====== Provided text ======

OpenJDK is an open community project led by Oracle and others, with contributions from Red Hat, IBM, Amazon, Azul, Microsoft, and individuals. Each new Java version (e.g., Java 17, 21, 25) is developed within OpenJDK. This collaborative model means innovation and fixes come from a broad base, not just Oracle.
Since OpenJDK is the reference implementation, applications that run on Oracle JDK will run on OpenJDK with few to no changes. Oracle JDK and OpenJDK for a given version are now almost identical, differing mostly in packaging and branding. This compatibility has encouraged many third parties to create optimised builds.
OpenJDK provides a free Java runtime you can use in production without worrying about Oracle's licensing. The trade-off is no Oracle support or proprietary add-ons (which are largely legacy at this point). Most organisations find OpenJDK's capabilities fully sufficient for enterprise use. Read more about what to expect in an Oracle Java Audit.
Several vendors and communities produce builds of OpenJDK, often adding value in terms of easier installation, long-term support (LTS) for older versions, or commercial support options. All are based on OpenJDK and are Java SE standard-compliant. Applications should run the same on any of them.
Community-driven, high-quality OpenJDK binaries now under the Eclipse Foundation. Covers Java 8, 11, 17, 21+ for all major platforms. Very widely used as a drop-in replacement for Oracle JDK in enterprises due to quality and open governance.
Amazon's distribution of OpenJDK, completely free in any environment. Extended LTS promises: Java 8 until at least 2030, Java 11 until 2032, often exceeding Oracle's support timelines. Well-tested on AWS services (Lambda, EC2). If running on AWS, support available through your AWS support plan at no extra Corretto fee.
From Azul Systems, a company focused exclusively on Java. Free binaries available; optional commercial support (Azul Platform Core) at ~70% less than Oracle. Top-tier support with SLAs, backported fixes, and coverage for very old versions (Java 6, 7). Builds for many platforms including embedded systems.
Included with RHEL subscriptions at no additional cost. Red Hat is a primary maintainer for Java 8 and 11 in OpenJDK, ensuring long-term updates. For non-RHEL environments, builds can be used freely (official support requires subscription). Strong choice for Red Hat shops.
Available in free edition and with commercial support. Known for wide range of packages: full JDK, JRE, and lightweight builds for containers (Liberica "Lite"). Emphasis on embedded use (IoT) and fast security patches, typically within 48 hours for critical fixes to supported customers.
IBM's builds come in two flavours: standard HotSpot JVM and IBM's own OpenJ9 JVM (more memory-efficient for certain workloads). Free and open source. Support available as part of IBM product offerings (especially WebSphere customers).
Microsoft produces OpenJDK builds (starting Java 11) for internal use and Azure services. Free for anyone. Microsoft's involvement further underscores the industry shift away from Oracle JDK.

====== Stored records ======

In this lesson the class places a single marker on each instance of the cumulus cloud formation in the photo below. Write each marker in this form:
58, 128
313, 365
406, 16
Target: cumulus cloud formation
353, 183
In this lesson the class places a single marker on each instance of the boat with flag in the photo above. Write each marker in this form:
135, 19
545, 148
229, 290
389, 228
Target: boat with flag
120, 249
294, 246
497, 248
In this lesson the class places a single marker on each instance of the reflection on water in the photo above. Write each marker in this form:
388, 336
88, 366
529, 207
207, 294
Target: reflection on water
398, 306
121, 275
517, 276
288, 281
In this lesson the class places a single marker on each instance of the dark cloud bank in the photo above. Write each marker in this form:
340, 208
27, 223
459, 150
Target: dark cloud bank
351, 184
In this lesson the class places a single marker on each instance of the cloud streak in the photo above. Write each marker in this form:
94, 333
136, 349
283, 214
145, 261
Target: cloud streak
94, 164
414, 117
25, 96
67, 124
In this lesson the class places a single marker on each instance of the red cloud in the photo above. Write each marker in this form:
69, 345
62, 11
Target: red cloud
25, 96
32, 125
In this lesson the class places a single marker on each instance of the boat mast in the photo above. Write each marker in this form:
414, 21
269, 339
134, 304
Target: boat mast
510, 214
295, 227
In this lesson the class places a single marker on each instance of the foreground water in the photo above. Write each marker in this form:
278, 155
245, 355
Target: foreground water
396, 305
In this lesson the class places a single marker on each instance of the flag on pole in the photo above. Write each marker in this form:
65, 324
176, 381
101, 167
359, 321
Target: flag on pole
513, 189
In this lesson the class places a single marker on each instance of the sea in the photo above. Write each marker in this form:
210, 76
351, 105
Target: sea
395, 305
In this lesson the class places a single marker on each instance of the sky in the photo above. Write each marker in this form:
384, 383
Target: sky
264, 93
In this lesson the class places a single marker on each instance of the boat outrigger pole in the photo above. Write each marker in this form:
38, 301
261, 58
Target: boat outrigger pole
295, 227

======

**Exercise instructions**. Translate this sentence from the OpenJDK text into Spanish: "Each new Java version (e.g., Java 17, 21, 25) is developed within OpenJDK." The items stand apart from the OpenJDK text.

**Problem solution**. Cada nueva versión de Java (p. ej., Java 17, 21, 25) se desarrolla dentro de OpenJDK.